══ Task inputs

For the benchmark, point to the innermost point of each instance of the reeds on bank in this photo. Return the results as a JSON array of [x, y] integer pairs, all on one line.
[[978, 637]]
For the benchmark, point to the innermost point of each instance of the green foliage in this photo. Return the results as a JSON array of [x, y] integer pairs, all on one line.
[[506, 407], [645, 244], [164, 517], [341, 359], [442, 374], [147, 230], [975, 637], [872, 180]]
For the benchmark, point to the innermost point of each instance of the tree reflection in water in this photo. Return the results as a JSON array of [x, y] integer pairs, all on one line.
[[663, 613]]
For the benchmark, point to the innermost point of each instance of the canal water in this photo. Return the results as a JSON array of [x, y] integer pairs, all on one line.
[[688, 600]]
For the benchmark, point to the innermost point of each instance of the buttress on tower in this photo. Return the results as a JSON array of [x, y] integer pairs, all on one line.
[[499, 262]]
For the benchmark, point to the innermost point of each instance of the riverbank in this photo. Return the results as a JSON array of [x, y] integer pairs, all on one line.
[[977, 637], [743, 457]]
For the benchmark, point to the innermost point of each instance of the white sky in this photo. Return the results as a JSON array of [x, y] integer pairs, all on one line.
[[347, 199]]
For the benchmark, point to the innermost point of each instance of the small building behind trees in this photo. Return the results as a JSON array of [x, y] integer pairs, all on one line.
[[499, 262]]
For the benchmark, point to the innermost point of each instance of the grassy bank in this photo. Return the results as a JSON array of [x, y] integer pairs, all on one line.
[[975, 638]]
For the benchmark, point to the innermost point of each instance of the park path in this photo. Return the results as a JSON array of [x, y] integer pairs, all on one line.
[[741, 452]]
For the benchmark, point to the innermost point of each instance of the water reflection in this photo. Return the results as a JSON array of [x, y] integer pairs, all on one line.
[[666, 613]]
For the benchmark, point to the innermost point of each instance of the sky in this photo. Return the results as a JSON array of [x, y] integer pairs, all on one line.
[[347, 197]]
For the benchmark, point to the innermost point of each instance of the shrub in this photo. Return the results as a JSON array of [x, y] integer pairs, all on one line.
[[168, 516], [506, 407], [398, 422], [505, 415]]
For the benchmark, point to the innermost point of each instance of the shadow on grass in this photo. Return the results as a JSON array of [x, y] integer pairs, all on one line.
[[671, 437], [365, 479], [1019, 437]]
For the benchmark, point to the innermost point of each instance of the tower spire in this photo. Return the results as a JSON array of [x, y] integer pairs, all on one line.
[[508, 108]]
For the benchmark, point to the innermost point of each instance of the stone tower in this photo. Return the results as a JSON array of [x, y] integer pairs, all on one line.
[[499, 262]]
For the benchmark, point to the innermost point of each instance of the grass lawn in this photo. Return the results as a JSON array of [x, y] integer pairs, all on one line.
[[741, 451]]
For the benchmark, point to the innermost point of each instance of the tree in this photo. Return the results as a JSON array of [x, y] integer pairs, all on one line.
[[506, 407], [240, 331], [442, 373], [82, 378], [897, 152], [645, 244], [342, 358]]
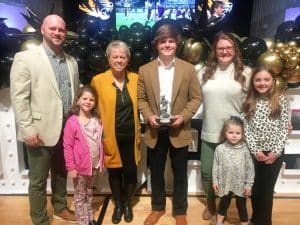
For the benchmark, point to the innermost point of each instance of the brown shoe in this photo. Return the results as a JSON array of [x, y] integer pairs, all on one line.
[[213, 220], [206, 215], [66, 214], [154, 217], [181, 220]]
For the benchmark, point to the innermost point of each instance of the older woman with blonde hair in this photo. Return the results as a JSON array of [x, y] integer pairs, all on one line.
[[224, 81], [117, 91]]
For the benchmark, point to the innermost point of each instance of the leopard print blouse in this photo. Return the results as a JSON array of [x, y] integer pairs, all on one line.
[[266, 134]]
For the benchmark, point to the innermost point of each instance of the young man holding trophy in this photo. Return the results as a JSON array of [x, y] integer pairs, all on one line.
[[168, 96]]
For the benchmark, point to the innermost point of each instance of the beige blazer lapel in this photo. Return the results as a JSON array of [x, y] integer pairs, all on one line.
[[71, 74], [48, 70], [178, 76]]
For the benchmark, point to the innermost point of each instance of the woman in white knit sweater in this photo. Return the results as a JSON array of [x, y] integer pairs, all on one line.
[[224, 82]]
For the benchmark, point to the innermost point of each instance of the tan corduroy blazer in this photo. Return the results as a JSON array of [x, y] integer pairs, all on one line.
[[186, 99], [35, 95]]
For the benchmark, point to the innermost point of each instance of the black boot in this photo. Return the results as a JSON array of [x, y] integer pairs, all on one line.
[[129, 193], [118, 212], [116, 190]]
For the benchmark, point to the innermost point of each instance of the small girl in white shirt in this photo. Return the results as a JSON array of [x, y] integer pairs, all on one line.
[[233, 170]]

════

## Aim:
Convert every one of the rows above into a two-column CSV with the columns "instruction" and "points". Each row gets one line holding its text and its answer, each wrapped in double quotes with any line breaks replaced by spaces, and no pictures are included.

## Answer to this task:
instruction,points
"For the benchmark, point to the innermost point of each instance of the reeds on bank in this photo. Return the results as a JSON array of [x, y] integer pairs, all on one line.","[[978, 637]]"
"For the benchmark, point to the innermost point of each instance of the green foliage in this photo. Return the results as a JSON array of [x, y] integer pairs, all on one line.","[[506, 407], [645, 244], [164, 517], [341, 359], [442, 374], [147, 230], [975, 637], [872, 180]]"
"For the benchmark, point to the innermost point of each instance of the tree reflection in water in this photo. Return the results as a JSON array of [x, y] integer pairs, all on one line.","[[663, 613]]"
"For the benchmark, point to the innermost point of each instance of the canal water in this photo. Return the results as a JSON array of [x, y] integer pairs, all on one line.","[[688, 600]]"
"For the benchmark, point to the innermost point of each instance of the buttress on tower in this photo. Return the results as a JSON array of [x, y] integer pairs, all on one line.","[[499, 262]]"
"For the benchmark, point to the innermost point of each instance of the riverbank in this photo. Return the results as a JSON array of [x, y] integer pairs, all on one line.","[[977, 637], [743, 457]]"
"For the benchmark, point to the innermost point of each instance of the white sky in this photo. Return the results as a JSON array of [x, y] integer pairs, all on one line.","[[347, 199]]"
"For the benchmark, point to the innermost point of each instance of the small building behind trees in this photo. Return the results as a JSON array of [x, y] integer pairs, all on one line.","[[499, 262]]"
"For the benchmark, point to the innermost point of each instance of the grassy bank in this photo. Return the results as a JSON array of [x, y] integer pairs, all on one line.","[[975, 638]]"
"For the benchmark, point to the innermost point of each instance of the park path in this photo. Return the results as a JSON array of [x, y] integer pairs, all on one line.","[[741, 452]]"
"For the benchmark, point to the innermost point of each instance of the water reflection in this photo. Return the results as a JSON array of [x, y] integer pairs, all on one line.","[[666, 613]]"
"For the benchmark, point to the innermost point of each instance of the sky in this photo. Return the results as a JSON array of [x, y] integer pairs, all on one line.","[[347, 197]]"
"For the benchmark, point to the innermost point of each instance of the shrub in this photo. Return the results as a JSON array of [x, y] integer pairs, all on one line.","[[168, 516], [506, 407], [398, 422], [505, 415]]"
"For the benchmark, point to the innermost point of each instance of the shadow on grass in this photo. Return the results as a JSON array of [x, y] integer pairs, all on one line.","[[671, 437], [365, 479], [1019, 437]]"
"For the benchmark, point to the innermost point of each instance of the tower spire in this photo. Return the results as a JSON array of [x, y] integer pairs, all on one line.","[[508, 108]]"
"For the benchmark, point to the innermost point of each instance of the stone tower in this photo. Return the results as a JSON array of [x, y] integer pairs, all on one line.","[[499, 262]]"
"For the benchmark, point to the innermost point of each instance of the grass lawn in this photo. Return the results as a JSON array of [x, y] integer pairs, all on one line.","[[741, 451]]"
"For the benchmark, point to the innermost point of each instance of the tree in this photo. Return the results as a JSON array of [x, y] integer pairs, all on one line.","[[506, 407], [240, 331], [442, 373], [82, 378], [897, 152], [645, 244], [342, 358]]"
"For the benchmark, point to the innermost point of each instance of the brown shoe in this photo. Return the results as a JSON array of [x, y] integer pairs, all on one line.","[[213, 220], [206, 215], [66, 214], [154, 217], [181, 220]]"
"For the benchmark, point to the innermost point of each instance of the older woman with blonde hair in this photo. Return the results as a JSON array of [x, y] integer pairs, all on one line.","[[224, 81], [117, 91]]"
"For the benchmark, point to the innermost point of each instance of the leopard print blouse in this photo. Return the results as a JSON array of [x, y] integer pairs, all on one line.","[[266, 134]]"
"For the benchmark, point to the innermost point of each instance of the young man holding trophy in this photo. Return the results as a JSON array of [x, y] integer pairs, all on one line.","[[168, 96]]"
"For the benchmark, point to the innermost point of each instance of the beige blazer lapel in this photo. Return the results as a JSON array of [x, y] integer pairs, all on one line.","[[71, 74], [48, 70], [178, 76]]"
"For the benchmark, point to the innermost point of each instance of the woman in white knit sweater in this photo. Return the results as a JSON array of [x, y] integer pairs, all on one line.","[[224, 82]]"
"For the benchmark, point to the innermost point of each instance of the tan corduroy blazer in this photo. Return the results as a JSON array of [x, y] integer pairs, all on one line.","[[186, 99], [35, 95]]"
"For the benchmark, point to the innermost point of each instance of the black boot in this photo. Return the results as a JSON array of [x, y] integer pairs, all on one line.","[[129, 193], [118, 212], [116, 190]]"
"For the benchmark, point to the innermost point of each instance of the small girl in white shirt in this photo. Return the results as a JSON array of [x, y] integer pairs, all on one line.","[[233, 170]]"